**Excerpted data**
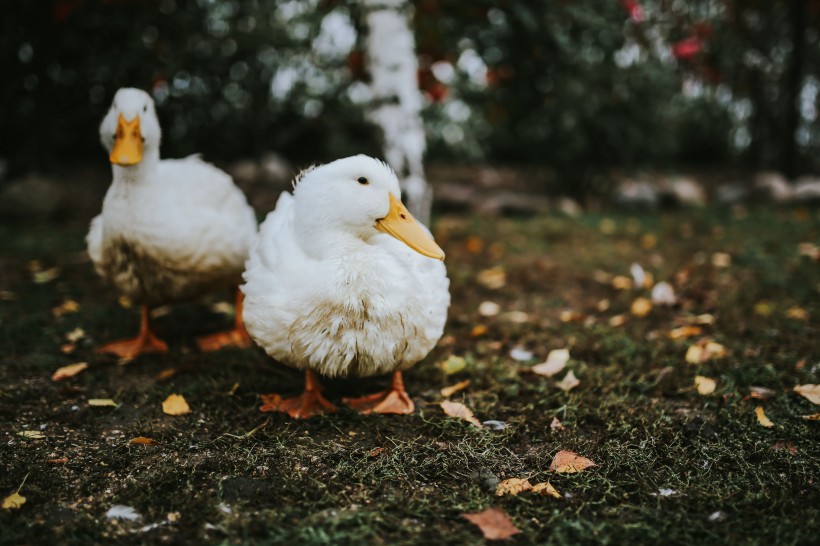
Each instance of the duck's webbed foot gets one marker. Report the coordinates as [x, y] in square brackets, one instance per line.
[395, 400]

---

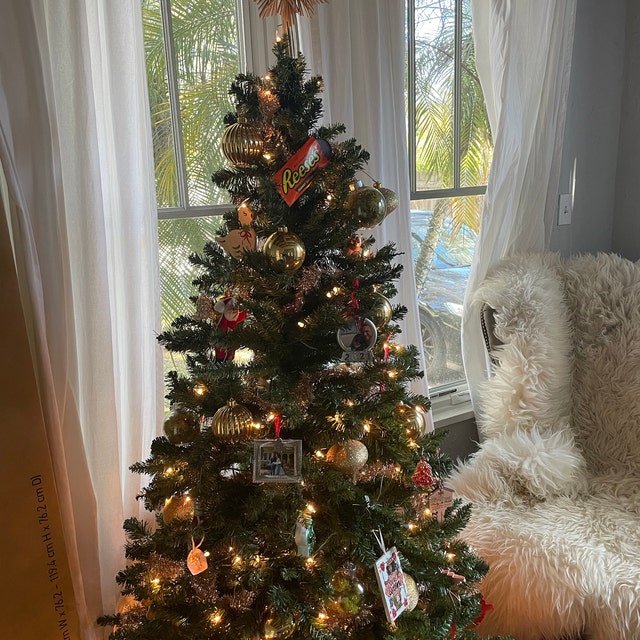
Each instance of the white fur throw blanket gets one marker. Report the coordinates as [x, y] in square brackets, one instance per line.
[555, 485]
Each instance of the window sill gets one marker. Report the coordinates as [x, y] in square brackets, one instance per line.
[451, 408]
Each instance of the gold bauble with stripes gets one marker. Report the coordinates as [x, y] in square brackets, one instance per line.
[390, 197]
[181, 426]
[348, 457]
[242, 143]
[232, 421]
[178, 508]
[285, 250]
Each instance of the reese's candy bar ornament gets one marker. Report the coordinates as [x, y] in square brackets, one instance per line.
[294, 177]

**What is required**
Locate every line in the records above that contains the word "stripes" and copy each of those lines.

**Full response**
Each instance of the gold bauble with stripes gets one marker. Report the coordinates as [x, y] in square brackets, one instance per line.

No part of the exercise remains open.